# Exercise requirements:
Lines before the one containing "of the flower" are excluded; reproduce that line and all lines after it in the entries below, exactly.

+++

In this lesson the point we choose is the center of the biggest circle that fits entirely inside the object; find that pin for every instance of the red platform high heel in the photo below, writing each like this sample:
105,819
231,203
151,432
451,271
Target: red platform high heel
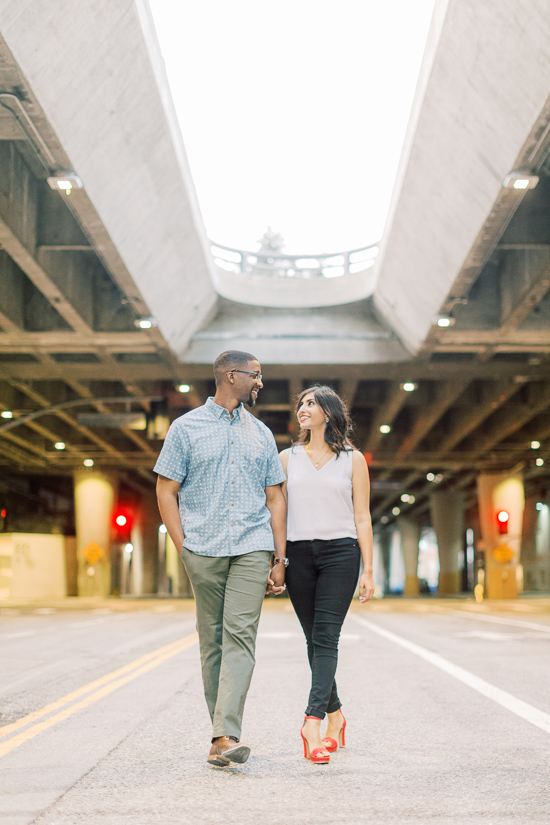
331,744
318,755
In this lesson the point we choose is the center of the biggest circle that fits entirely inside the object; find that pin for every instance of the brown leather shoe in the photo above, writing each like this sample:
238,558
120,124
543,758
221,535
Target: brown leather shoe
225,750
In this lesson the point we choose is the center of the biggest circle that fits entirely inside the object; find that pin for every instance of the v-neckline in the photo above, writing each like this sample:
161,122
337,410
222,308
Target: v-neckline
318,469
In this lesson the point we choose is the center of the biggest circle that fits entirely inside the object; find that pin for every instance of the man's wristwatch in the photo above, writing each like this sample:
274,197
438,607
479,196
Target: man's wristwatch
280,561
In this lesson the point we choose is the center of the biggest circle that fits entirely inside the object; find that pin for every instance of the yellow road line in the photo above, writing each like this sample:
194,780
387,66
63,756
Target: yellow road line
135,668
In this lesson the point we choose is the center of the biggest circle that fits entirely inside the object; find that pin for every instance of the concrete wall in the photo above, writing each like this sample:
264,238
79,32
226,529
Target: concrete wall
484,82
32,566
97,74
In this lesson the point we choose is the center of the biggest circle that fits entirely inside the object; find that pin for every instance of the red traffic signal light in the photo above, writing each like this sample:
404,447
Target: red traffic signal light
503,516
122,523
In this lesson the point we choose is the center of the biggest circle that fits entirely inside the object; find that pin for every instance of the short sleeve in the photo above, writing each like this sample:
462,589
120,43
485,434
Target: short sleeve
174,456
274,471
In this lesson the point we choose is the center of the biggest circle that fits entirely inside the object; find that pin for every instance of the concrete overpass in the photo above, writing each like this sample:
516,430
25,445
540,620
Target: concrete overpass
80,272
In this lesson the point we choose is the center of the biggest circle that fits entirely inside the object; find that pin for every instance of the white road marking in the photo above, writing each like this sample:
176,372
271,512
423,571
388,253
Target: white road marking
544,628
490,636
501,697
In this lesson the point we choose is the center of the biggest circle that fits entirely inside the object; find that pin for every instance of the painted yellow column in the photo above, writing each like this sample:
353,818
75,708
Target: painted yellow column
384,544
447,511
94,495
497,491
409,531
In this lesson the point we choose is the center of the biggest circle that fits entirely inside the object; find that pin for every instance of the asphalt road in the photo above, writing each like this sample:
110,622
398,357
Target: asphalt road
103,720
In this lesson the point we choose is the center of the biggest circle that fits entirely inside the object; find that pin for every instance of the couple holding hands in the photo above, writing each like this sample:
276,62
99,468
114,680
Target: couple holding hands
243,515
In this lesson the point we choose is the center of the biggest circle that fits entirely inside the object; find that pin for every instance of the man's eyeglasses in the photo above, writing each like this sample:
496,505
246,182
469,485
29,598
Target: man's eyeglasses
257,376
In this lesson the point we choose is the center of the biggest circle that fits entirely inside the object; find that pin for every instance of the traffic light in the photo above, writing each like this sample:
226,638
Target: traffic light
503,516
122,523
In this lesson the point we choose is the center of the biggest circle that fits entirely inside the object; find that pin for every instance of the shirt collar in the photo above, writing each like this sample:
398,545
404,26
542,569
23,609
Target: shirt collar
219,411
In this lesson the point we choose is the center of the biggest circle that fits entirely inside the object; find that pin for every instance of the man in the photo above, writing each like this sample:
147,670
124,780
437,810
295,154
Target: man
222,465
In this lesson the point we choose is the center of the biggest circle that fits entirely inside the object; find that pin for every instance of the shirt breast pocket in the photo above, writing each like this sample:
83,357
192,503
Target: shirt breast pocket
255,457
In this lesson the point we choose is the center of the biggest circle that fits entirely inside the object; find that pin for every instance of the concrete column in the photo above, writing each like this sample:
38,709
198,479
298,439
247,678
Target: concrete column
94,495
497,491
447,510
150,521
385,542
138,552
409,530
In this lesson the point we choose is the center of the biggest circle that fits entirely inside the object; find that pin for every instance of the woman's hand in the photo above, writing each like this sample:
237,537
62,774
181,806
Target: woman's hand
366,587
276,580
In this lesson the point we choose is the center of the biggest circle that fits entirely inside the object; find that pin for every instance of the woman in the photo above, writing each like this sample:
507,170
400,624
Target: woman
329,530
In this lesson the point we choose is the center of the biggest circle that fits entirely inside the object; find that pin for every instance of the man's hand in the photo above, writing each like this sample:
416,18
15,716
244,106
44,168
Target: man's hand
276,580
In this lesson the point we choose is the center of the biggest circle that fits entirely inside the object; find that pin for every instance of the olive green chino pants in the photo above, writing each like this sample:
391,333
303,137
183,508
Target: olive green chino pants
229,592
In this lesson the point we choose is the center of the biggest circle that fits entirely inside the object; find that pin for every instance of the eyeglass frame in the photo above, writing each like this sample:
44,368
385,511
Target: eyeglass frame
257,375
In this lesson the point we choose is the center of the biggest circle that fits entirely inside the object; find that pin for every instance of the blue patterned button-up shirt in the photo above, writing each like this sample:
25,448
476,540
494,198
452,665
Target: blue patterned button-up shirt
223,465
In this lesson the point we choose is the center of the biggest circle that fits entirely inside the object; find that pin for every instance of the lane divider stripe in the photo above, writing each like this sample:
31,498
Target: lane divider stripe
70,697
542,628
10,744
501,697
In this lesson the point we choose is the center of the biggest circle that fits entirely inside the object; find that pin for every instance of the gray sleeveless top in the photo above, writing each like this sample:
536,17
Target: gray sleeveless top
320,502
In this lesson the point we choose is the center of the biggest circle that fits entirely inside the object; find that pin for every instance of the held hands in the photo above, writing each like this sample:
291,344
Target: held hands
276,580
366,587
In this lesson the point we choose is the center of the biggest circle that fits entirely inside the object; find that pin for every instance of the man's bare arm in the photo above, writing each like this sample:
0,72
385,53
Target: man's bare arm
167,497
276,504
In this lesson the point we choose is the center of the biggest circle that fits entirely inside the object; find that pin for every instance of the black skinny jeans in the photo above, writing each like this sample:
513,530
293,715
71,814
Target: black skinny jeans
321,578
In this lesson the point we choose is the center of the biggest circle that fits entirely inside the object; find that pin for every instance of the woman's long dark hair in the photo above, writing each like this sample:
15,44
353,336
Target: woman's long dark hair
339,425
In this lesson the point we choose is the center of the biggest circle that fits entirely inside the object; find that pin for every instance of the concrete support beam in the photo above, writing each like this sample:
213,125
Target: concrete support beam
525,279
447,511
95,494
395,398
447,394
409,531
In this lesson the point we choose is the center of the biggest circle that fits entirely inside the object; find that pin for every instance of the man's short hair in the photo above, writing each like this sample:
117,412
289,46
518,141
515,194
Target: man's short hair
232,358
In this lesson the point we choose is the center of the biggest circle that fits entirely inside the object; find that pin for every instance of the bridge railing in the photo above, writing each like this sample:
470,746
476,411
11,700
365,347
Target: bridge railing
278,265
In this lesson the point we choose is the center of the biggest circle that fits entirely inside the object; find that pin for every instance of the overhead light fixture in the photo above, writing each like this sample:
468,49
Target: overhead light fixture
444,320
520,180
65,182
146,323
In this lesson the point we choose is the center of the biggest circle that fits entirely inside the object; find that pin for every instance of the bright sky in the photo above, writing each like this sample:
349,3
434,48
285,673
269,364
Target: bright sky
293,113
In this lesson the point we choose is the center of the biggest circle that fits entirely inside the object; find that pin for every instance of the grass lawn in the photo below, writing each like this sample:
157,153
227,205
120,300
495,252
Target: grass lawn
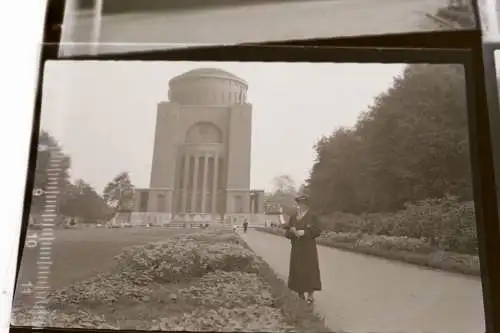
81,253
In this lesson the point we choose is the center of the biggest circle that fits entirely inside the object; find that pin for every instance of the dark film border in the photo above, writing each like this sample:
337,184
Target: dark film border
479,128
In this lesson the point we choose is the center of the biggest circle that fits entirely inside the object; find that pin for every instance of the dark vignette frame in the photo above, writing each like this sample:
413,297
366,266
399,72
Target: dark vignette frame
480,142
461,46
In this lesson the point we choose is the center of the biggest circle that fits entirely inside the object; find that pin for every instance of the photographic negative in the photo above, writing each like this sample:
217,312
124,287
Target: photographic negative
489,14
182,187
104,26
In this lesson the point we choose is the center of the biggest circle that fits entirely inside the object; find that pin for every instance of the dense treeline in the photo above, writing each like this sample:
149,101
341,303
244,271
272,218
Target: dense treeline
78,199
411,145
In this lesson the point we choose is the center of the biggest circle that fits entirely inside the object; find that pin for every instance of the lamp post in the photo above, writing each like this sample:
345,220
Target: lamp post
252,205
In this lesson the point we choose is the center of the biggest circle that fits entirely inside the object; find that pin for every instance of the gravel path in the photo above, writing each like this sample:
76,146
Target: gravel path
366,294
263,22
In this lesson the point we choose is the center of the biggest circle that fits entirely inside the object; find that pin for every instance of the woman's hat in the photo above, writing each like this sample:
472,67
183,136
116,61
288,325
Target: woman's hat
302,199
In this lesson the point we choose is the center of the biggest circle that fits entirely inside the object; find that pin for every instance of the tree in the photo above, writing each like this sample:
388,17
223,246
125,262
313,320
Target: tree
412,144
82,201
284,193
47,148
120,194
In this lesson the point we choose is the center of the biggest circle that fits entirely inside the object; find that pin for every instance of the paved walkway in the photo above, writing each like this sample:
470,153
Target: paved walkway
262,22
365,294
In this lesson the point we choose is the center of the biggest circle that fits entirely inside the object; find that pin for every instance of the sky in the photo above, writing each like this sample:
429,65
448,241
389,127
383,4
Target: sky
103,113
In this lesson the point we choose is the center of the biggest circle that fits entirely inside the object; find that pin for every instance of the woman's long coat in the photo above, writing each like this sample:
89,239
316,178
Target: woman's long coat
304,274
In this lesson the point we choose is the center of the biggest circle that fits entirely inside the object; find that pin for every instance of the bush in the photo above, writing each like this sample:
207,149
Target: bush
392,243
463,17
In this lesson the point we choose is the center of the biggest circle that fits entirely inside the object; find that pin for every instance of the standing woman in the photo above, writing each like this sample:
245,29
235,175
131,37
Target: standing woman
303,229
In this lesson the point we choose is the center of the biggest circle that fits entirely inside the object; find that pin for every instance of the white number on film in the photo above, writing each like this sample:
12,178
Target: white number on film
31,241
38,192
26,288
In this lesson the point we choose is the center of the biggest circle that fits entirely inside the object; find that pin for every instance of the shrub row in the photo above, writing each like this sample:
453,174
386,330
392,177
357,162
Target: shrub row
203,281
405,249
441,224
463,17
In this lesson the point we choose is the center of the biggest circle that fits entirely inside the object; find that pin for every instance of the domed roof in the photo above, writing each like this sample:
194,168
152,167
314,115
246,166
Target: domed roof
207,72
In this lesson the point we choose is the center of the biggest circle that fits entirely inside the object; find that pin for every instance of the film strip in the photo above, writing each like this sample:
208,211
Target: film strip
42,238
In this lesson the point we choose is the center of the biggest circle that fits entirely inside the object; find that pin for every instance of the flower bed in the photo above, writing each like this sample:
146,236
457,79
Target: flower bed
204,281
410,250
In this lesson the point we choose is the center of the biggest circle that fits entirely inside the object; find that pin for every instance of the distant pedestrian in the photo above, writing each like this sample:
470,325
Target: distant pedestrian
303,229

+++

# Result:
In this lesson the point we choose is the center of the biggest circle that fits entirely inside the object; find that pin for every instance of the flower bed in the photo above, writing each like this sample:
146,236
457,79
Target: flower bed
204,281
410,250
In this lesson the point we choose is the center of the biggest circle that fits entirely inside the object; find that pin for every instance of the distant pedestrian in the photo above, writing each like this sample:
470,325
Target: distant pedestrian
303,229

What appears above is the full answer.